READING TEXT —
Newry, Maine (October 7, 2009) - Sunday River will host the 10th Annual North American Wife Carrying Championships on Saturday, Oct. 10 at 11 a.m.   Among the 30 competitors already registered is Joe Decker... known as the "Word's Fittest Man."

        In addition to breaking the world fitness record, Joe has competed in many of the world's toughest endurance and adventure fitness events. Some of these include the Raid Gauloises, the Badwater 135, the Marathon des Sables ("The World's Toughest Footrace"), the Grandslam of UltraRunning, and The Tough Guy Challenge in England. Now, Decker is looking to compete in and win Sunday River's North American Wife Carrying Championship.

        "My wife and I are looking forward to the challenge," said Joe Decker, World's Fittest Man. "I do these events for fun and fortunately have a wife who is tougher than I am, so she supports these types of physical tests one hundred percent."

        The winners of the NAWCC will receive five times the wife's weight in cash and the traditional prize of the wife's weight in beer. Prizes are also awarded to second and third place finishers, as well as for special weight and age categories.

        Couples navigate a 278-yard obstacle course while the man literally "carries" the woman.  Women are allowed to carry men, which occurred for the first time in 2005. The teams do not have to comprise of married couples, but they must comprise of a man and a woman and both must be at least 21 years old to enter.

ACTIONS TO TAKE —
[A] In the championship announcement above, rewrite the paragraph beginning "Couples navigate a 278-yard obstacle course" as a short bulleted list that keeps its main facts.
[B] According to the championship announcement above, what traditional prize do the winners receive in addition to cash?

STORED RECORDS —
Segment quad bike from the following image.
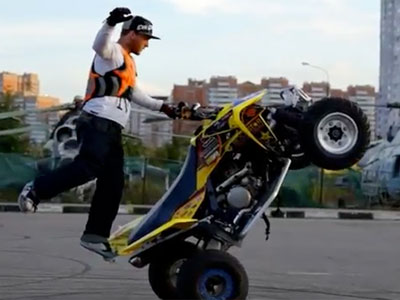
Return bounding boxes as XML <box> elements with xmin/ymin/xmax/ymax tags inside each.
<box><xmin>105</xmin><ymin>88</ymin><xmax>370</xmax><ymax>299</ymax></box>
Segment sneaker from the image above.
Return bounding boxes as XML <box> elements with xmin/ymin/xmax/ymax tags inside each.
<box><xmin>81</xmin><ymin>234</ymin><xmax>117</xmax><ymax>261</ymax></box>
<box><xmin>18</xmin><ymin>181</ymin><xmax>39</xmax><ymax>213</ymax></box>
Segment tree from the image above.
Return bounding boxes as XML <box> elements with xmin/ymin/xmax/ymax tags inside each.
<box><xmin>0</xmin><ymin>93</ymin><xmax>29</xmax><ymax>153</ymax></box>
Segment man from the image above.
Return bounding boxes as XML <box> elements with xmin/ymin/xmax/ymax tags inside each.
<box><xmin>49</xmin><ymin>96</ymin><xmax>83</xmax><ymax>140</ymax></box>
<box><xmin>18</xmin><ymin>8</ymin><xmax>175</xmax><ymax>258</ymax></box>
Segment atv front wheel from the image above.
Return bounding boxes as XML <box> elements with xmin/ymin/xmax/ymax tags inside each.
<box><xmin>302</xmin><ymin>98</ymin><xmax>370</xmax><ymax>170</ymax></box>
<box><xmin>177</xmin><ymin>250</ymin><xmax>249</xmax><ymax>300</ymax></box>
<box><xmin>149</xmin><ymin>241</ymin><xmax>198</xmax><ymax>299</ymax></box>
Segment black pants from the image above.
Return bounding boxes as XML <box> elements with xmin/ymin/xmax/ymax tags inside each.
<box><xmin>34</xmin><ymin>112</ymin><xmax>124</xmax><ymax>237</ymax></box>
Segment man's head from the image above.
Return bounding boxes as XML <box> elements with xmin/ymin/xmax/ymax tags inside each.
<box><xmin>119</xmin><ymin>16</ymin><xmax>160</xmax><ymax>55</ymax></box>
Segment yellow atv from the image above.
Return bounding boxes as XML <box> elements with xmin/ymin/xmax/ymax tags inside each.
<box><xmin>109</xmin><ymin>88</ymin><xmax>369</xmax><ymax>299</ymax></box>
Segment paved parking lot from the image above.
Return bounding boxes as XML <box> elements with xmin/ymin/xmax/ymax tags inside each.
<box><xmin>0</xmin><ymin>213</ymin><xmax>400</xmax><ymax>300</ymax></box>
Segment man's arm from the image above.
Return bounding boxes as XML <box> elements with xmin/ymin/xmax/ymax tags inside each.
<box><xmin>129</xmin><ymin>86</ymin><xmax>164</xmax><ymax>111</ymax></box>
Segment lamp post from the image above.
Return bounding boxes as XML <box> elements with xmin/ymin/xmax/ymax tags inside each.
<box><xmin>301</xmin><ymin>61</ymin><xmax>330</xmax><ymax>205</ymax></box>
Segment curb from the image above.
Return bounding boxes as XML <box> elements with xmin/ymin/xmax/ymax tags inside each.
<box><xmin>0</xmin><ymin>203</ymin><xmax>400</xmax><ymax>221</ymax></box>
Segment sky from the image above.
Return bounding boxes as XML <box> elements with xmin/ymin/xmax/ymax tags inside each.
<box><xmin>0</xmin><ymin>0</ymin><xmax>380</xmax><ymax>102</ymax></box>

ANSWERS TO THE TASKS —
[A]
- Couples run a 278-yard obstacle course while the man carries the woman.
- Women may carry men, which first happened in 2005.
- Teams do not have to be married couples.
- Each team must be one man and one woman, both at least 21 years old.

[B] The wife's weight in beer.